## Zitierter Text
════════════════════
Der Wiener Oberstleutnant Moritz Eisner (Harald Krassnitzer) und Majorin Bibi Fellner (Adele Neuhauser), die bei bei ihrem 31. gemeinsamen Einsatz auf ihre Kollegin Meret Schande (Christina Scherrer) verzichten müssen, bekommen es in diesem Austro-Tatort nämlich mit der georgischen Mafia zu tun – und mit der ist nicht zu spaßen. Geldwäsche, Menschenhandel, Drogen: das Übliche eben.
Die Geschichte dreht sich um den mächtigen Datviani-Clan: Einst nach dem Zerfall der Sowjetunion nach Österreich übergesiedelt, ist der studierte Clanchef Beka Datviani (Lasha Bakradze) mittlerweile der gewiefte und gefürchtete Kopf des Syndikats, sein Bruder Luka Datviani (Temiko Chichinadze) der Mann fürs Grobe. Einleitend wird Luka auf einem Nachtclub-Parkplatz erschossen – und geht es nach Eva Brunner (Zeynep Buyrac), der forschen Kollegin vom Wirtschaftsdezernat, ist auch sonnenklar, wer für seinen Tod verantwortlich ist: sein Bruder Beka.
════════════════════
## Aufgabe 1
Welche Rolle hat Luka Datviani laut dem Text über den Wiener Tatort im Syndikat?
## Aufgabe 2
Schreibe den Text über den Wiener Tatort nach seinem letzten Satz weiter.

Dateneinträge
════════════════════
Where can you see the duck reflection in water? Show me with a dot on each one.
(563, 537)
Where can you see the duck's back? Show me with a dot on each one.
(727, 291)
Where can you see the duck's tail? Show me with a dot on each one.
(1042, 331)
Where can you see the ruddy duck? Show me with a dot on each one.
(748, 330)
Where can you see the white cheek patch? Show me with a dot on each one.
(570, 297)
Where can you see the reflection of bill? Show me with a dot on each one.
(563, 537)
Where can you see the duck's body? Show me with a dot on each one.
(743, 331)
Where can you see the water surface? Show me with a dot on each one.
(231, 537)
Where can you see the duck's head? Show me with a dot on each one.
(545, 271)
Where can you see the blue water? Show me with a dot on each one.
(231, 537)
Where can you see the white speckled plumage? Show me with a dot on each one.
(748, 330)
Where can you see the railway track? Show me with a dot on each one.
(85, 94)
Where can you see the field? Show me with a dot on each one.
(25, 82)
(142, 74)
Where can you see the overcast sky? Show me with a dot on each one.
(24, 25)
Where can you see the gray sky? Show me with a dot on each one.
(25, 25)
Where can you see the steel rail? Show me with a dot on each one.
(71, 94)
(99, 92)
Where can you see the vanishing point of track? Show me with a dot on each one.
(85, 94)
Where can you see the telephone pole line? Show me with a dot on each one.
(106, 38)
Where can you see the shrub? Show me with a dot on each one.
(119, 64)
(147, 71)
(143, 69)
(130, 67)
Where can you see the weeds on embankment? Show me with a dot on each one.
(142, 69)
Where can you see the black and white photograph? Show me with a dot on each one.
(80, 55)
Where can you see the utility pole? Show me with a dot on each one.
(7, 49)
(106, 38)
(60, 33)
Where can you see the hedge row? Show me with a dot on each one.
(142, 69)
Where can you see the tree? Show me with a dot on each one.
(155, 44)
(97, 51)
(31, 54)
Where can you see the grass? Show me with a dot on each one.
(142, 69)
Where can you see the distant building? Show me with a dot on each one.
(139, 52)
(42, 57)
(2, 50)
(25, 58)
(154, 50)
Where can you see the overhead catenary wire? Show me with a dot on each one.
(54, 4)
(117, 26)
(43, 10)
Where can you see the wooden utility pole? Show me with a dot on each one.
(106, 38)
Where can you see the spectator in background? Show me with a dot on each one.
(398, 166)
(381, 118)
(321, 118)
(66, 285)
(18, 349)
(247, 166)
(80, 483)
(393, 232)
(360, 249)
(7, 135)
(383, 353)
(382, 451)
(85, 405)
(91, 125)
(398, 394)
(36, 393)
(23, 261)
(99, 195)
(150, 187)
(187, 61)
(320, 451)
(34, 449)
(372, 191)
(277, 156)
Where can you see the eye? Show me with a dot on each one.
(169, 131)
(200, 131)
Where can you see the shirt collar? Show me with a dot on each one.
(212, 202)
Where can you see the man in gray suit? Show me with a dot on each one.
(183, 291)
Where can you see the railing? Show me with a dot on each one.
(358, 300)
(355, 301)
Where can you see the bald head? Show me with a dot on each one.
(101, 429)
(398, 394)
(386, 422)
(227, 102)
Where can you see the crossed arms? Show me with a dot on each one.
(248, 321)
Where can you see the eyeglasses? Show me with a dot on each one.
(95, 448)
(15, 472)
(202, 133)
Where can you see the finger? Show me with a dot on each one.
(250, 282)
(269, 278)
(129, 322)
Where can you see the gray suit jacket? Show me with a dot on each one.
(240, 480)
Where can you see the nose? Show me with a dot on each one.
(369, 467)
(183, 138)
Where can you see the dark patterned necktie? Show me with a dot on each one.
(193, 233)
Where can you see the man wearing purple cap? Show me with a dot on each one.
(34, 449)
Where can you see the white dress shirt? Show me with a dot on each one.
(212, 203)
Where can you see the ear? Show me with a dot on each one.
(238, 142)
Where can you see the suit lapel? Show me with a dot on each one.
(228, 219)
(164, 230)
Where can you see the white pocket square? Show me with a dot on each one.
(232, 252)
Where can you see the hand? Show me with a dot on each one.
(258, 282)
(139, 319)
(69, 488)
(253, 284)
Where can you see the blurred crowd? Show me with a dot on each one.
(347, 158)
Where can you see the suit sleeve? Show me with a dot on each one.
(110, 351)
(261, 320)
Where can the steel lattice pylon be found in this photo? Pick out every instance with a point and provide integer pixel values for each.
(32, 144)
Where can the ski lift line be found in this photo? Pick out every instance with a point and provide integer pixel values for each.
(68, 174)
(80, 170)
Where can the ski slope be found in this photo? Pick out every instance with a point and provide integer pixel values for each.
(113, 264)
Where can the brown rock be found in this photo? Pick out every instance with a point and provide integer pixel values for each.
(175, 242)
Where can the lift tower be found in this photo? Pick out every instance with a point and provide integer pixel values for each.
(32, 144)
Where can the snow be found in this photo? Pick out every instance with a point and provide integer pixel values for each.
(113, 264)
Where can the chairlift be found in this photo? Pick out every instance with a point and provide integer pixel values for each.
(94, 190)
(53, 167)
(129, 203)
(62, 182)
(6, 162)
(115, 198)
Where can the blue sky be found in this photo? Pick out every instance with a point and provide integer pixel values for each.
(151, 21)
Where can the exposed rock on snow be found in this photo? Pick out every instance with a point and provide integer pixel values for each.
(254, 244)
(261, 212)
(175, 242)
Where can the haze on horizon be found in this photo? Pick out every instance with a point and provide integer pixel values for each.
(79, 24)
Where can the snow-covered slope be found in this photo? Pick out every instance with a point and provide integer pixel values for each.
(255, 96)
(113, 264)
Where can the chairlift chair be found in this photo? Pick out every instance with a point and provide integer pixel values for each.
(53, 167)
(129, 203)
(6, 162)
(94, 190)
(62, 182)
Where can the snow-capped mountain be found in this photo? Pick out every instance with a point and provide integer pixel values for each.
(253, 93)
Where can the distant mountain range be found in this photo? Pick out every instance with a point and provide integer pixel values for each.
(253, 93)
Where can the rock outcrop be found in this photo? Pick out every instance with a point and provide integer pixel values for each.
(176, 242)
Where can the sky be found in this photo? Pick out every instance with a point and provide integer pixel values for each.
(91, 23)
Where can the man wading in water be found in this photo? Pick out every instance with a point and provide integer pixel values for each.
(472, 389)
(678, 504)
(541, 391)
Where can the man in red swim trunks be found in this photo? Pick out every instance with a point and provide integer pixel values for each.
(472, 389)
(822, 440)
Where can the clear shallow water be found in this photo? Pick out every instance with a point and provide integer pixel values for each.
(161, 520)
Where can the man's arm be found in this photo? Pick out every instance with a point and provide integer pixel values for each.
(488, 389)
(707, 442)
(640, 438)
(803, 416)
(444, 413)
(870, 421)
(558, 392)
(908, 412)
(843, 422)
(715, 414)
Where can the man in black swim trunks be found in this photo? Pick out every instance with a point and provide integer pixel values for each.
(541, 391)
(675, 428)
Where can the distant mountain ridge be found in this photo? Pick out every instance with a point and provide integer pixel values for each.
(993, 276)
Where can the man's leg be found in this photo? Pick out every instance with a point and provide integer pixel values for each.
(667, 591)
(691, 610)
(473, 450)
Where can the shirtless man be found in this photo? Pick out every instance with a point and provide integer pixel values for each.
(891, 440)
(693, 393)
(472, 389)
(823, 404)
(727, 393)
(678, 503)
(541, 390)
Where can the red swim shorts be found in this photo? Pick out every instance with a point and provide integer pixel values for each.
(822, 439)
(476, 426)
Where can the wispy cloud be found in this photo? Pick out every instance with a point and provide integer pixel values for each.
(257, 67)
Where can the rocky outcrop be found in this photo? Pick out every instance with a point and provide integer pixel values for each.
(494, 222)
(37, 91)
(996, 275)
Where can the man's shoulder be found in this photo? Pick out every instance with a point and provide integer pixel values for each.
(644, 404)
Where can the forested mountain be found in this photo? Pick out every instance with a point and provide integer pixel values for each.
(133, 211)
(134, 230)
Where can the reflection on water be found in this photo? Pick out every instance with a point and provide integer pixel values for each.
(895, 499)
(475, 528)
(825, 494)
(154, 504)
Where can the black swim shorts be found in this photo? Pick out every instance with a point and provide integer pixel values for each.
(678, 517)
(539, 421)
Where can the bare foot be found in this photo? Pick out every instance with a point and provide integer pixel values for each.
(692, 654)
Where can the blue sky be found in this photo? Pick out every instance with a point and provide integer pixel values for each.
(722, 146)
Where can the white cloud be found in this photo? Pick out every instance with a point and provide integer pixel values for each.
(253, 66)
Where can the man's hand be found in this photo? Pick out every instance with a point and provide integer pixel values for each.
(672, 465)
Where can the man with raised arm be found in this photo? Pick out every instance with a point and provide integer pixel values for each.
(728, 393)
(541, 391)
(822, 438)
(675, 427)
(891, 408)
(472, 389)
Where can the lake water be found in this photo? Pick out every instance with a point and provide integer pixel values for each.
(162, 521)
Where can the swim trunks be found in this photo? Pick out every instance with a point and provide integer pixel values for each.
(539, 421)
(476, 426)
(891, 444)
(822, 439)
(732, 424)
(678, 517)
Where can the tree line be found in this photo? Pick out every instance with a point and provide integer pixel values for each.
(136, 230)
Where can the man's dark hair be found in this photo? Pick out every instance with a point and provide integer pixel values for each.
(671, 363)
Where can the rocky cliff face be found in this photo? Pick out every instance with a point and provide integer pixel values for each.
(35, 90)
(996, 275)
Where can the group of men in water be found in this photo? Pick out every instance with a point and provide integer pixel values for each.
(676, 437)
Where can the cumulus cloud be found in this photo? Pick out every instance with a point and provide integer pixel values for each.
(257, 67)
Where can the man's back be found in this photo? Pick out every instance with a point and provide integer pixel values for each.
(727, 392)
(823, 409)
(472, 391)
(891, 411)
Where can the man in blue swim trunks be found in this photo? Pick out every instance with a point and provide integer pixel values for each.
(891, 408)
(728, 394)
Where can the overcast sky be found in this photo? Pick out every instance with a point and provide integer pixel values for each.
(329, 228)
════════════════════
## Erwartete Antwort 1
Er ist der Mann fürs Grobe.

## Erwartete Antwort 2
Diese Schlussfolgerung präsentiert sie Eisner und Fellner nach zehn Minuten – die Geschichte ist damit allerdings nicht vorbei, sondern geht erst richtig los. Denn da ist ja noch Azra, die titelgebende Figur, die Eisner einleitend "puppit" und diesem Tatort so markant ihren Stempel aufdrückt, dass man sich wünschen würde, es möge nicht ihr letzter Auftritt im Wiener Fadenkreuzkrimi gewesen sein: Als verdeckte Ermittlerin in Tarnung einer Türsteherin im Clan eingeschleust, soll sie dem Bundeskriminalamt Beweise liefern, um Beka Datviani einzulochen. BKA gegen Beka.
Die reizvolle Zusammenarbeit mit der frechen Azra (überragend: Mariam Hage), die aus einer Junkiefamilie stammt und einst von Eisner als V-Frau angeworben wurde, dominiert die etwas hastig vorgetragene erste Filmhälfte – die in der Krimireihe so häufig zu beobachtenden, meist ermüdenden Grabenkämpfe zwischen den Dezernaten spart Drehbuchautorin Sarah Wassermair in ihrem ersten Tatort allerdings aus. Auf das Reingrätschen von Ernst Rauter (Hubert Kramar) verzichtet sie hingegen nicht: "Ernstl" weist Eisner und Fellner mit mahnendem Zeigefinger in die Schranken, vermag aber einmal mehr keinen Keil zwischen die beiden zu treiben.
RAUTER:Ich wüsste gern, was er tun muss, dass du ihn nicht mehr in Schutz nimmst.FELLNER:Sterben?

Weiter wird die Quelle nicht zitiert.